What you are asked to do:
Write out only the lines running from the one that contains "Where can the coral" to the end of the material, both ends included.

Input:
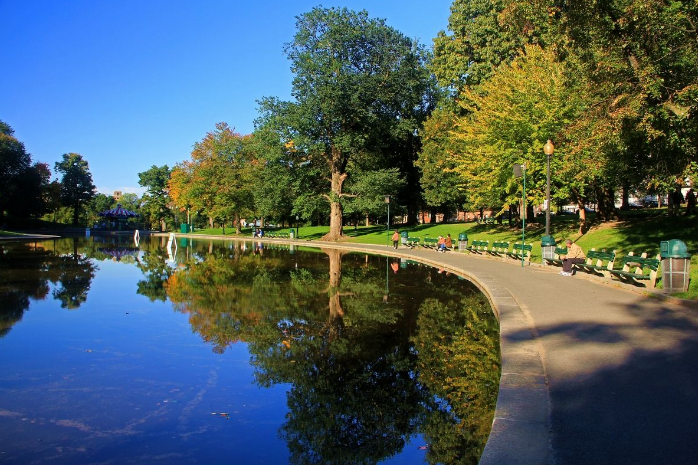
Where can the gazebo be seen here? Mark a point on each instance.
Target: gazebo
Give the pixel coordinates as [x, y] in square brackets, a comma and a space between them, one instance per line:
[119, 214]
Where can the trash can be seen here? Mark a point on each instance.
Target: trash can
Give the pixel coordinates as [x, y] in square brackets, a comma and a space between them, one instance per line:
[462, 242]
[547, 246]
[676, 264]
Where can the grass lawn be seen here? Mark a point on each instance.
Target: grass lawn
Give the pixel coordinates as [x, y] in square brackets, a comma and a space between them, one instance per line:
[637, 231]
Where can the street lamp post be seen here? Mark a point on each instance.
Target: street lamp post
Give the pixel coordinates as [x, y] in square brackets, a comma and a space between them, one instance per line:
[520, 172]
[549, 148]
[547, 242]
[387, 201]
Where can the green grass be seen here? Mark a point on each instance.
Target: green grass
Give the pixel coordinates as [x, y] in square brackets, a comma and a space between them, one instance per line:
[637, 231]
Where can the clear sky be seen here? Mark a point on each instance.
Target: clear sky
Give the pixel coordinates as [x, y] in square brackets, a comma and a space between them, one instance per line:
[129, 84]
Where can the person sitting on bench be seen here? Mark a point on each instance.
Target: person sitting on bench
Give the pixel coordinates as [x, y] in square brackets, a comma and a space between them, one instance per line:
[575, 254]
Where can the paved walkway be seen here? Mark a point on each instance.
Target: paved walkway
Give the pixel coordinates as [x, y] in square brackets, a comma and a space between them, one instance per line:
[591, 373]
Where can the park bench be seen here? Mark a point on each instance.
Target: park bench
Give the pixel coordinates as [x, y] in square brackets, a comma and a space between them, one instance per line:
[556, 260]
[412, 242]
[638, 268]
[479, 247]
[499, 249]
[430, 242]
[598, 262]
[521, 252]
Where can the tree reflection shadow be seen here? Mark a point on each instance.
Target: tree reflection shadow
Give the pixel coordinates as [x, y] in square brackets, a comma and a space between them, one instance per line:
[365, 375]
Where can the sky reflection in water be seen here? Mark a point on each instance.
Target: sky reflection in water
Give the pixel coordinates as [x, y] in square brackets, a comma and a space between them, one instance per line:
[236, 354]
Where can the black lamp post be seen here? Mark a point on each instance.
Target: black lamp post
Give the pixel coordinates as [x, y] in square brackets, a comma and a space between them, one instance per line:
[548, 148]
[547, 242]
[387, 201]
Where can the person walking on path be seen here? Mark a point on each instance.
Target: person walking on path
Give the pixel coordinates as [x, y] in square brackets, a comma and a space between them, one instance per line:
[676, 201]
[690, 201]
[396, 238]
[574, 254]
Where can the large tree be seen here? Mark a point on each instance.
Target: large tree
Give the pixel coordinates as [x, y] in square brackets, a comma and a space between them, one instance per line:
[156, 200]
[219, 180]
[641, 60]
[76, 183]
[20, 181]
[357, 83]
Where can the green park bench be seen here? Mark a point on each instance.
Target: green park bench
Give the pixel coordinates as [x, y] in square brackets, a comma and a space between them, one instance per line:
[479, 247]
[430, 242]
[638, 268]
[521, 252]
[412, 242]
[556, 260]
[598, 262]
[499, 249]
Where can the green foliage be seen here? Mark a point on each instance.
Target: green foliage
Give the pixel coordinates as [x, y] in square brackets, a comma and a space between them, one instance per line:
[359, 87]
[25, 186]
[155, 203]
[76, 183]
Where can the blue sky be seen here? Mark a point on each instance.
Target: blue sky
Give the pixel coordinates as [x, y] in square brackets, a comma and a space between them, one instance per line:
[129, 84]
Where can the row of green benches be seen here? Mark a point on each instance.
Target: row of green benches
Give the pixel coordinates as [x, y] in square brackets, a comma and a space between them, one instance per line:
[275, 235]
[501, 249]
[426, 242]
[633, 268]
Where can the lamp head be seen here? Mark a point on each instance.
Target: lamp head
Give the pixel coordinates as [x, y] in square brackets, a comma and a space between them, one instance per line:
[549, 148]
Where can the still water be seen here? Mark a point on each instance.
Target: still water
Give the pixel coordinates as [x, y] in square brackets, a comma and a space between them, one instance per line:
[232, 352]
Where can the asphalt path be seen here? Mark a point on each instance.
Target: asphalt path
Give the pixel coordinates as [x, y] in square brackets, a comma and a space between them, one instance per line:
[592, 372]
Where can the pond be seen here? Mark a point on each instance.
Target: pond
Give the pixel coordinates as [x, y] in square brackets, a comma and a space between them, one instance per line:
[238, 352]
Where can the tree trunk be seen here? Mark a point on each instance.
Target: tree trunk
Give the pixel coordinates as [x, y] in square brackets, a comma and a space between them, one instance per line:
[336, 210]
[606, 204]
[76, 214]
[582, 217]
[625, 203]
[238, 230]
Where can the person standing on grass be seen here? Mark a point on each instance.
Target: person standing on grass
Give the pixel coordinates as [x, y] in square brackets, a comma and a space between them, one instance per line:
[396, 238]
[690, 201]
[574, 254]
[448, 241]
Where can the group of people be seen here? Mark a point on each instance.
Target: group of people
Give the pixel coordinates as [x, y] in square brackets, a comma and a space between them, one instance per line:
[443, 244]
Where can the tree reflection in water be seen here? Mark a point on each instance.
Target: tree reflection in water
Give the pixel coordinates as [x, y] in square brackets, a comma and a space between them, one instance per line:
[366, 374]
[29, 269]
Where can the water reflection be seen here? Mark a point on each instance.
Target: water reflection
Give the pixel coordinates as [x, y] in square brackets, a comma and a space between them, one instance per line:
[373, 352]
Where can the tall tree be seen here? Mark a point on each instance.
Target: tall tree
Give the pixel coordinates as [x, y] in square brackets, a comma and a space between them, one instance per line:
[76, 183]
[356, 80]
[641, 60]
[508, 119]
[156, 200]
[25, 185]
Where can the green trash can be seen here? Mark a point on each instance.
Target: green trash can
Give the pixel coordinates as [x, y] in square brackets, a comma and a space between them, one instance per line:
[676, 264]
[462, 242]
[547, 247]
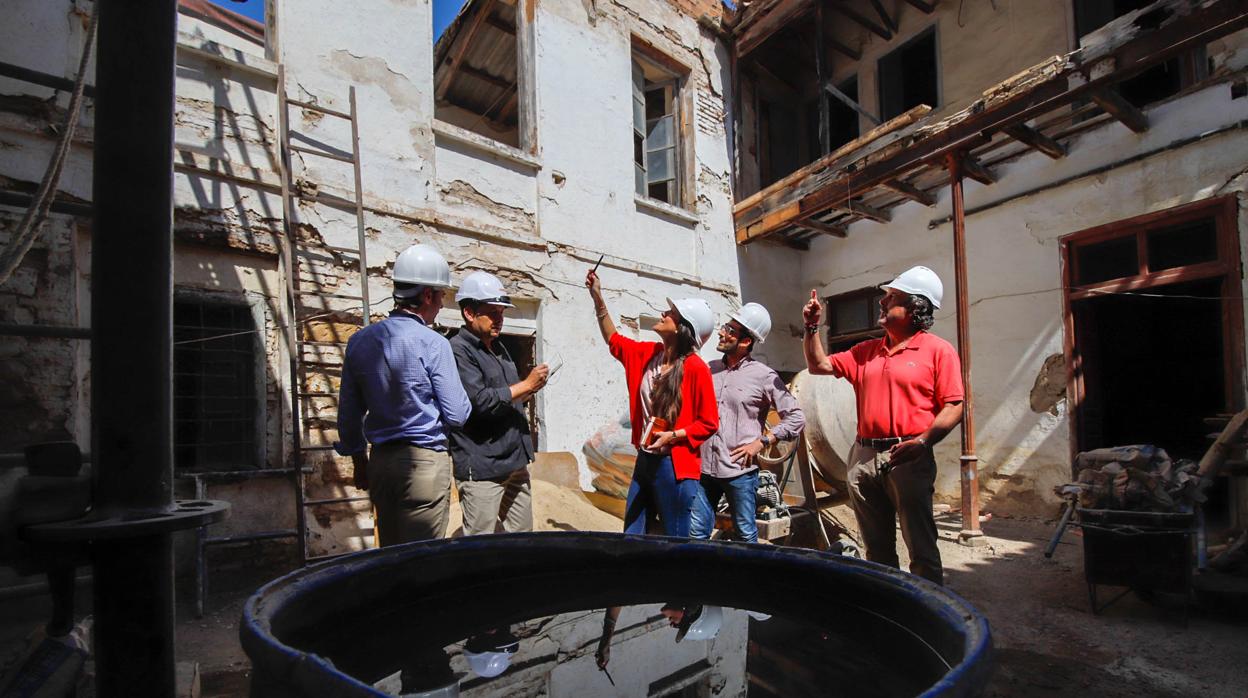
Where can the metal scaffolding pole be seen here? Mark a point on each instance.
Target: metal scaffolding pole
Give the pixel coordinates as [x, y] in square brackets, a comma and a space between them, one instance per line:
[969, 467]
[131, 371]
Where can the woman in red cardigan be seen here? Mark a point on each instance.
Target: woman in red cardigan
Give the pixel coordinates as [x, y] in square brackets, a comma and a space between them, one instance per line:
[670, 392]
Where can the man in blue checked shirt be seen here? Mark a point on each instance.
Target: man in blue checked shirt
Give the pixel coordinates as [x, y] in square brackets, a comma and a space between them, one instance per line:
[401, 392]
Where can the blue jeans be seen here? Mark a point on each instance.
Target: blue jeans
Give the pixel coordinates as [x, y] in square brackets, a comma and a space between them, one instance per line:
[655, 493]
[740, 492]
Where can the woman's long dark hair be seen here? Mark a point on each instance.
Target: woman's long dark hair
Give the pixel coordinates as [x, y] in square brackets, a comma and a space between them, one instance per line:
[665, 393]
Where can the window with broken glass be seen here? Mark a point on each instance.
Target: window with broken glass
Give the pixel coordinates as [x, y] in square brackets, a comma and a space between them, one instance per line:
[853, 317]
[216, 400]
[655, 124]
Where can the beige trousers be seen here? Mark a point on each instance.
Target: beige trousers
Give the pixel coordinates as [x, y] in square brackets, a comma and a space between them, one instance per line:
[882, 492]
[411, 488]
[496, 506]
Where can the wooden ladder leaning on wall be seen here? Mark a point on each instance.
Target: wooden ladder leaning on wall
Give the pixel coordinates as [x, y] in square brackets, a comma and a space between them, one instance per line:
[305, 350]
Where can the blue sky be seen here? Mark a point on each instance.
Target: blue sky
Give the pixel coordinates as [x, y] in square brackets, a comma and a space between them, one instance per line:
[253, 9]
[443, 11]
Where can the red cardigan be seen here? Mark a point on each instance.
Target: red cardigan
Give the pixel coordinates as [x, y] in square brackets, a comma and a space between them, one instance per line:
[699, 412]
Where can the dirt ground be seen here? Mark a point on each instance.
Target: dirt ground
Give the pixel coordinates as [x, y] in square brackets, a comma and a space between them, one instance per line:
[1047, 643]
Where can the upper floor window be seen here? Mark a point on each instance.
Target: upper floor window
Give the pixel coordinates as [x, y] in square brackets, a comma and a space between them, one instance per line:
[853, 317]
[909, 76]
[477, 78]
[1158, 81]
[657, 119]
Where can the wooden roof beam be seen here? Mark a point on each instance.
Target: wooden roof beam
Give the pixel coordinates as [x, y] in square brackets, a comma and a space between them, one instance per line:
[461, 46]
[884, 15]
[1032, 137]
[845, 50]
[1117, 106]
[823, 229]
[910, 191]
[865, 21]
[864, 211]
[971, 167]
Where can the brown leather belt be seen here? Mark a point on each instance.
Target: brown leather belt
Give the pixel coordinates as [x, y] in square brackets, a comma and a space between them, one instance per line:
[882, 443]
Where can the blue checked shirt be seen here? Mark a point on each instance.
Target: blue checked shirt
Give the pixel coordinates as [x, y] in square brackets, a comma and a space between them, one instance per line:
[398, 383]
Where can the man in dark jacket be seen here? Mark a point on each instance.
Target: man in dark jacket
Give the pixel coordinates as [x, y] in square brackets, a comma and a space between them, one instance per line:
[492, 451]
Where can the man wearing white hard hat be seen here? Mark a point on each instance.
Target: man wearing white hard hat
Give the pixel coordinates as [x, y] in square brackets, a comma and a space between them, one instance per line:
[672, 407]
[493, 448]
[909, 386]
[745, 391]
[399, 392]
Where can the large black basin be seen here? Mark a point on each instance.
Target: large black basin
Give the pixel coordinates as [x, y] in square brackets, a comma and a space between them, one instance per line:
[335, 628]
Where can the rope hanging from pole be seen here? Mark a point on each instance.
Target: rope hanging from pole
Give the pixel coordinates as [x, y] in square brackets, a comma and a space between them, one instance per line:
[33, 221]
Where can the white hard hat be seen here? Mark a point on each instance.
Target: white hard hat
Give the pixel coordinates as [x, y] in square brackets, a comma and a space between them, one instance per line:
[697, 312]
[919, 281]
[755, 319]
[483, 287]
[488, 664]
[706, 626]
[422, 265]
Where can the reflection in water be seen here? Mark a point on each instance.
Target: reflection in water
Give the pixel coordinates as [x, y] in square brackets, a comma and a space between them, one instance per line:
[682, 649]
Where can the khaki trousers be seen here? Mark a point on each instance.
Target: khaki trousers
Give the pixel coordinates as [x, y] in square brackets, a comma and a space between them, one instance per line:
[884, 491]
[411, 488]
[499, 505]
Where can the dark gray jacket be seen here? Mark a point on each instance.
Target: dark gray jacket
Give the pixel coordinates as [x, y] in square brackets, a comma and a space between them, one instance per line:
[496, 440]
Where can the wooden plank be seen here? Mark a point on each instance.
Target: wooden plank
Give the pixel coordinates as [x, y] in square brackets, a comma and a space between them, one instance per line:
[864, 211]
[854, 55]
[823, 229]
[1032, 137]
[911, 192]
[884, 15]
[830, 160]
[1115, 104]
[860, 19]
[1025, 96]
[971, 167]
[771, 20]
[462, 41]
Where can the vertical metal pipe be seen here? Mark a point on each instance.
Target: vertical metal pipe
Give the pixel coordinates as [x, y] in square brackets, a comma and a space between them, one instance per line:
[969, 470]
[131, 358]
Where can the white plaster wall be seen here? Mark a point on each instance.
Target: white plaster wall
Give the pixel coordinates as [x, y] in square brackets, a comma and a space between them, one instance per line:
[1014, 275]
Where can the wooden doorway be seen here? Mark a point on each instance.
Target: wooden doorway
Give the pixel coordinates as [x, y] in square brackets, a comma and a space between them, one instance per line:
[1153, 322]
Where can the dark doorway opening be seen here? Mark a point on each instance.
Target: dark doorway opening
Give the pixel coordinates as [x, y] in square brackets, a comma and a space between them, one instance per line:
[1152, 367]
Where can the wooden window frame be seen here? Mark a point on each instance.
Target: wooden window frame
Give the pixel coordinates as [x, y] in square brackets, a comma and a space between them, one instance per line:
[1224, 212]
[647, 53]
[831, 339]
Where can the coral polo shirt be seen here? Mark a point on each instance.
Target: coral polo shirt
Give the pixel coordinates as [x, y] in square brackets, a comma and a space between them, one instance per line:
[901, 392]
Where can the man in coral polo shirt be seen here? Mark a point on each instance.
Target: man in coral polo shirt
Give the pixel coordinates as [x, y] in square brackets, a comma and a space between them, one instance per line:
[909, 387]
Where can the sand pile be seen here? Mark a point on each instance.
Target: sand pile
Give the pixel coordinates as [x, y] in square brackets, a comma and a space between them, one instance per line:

Answer to the task:
Where can the coral polo shirt be seen here? Mark a point on each instance.
Target: coral polo shirt
Give the pixel coordinates as [x, y] in square brackets, a comma and a space between them, one instance per line:
[901, 392]
Where can the man in coral polo shirt be seen here? Mark a point on each instance.
Target: man in coral polo shirt
Give the pixel coordinates as [x, y] in square brackets, a comma and a space between them, one instance per line:
[909, 387]
Where can the sand pile be seen here? Mark a point on each instance.
Target: sand pile
Give the pixel coordinates as [x, y] in square brackets, a comma and a space between them, one instance per line:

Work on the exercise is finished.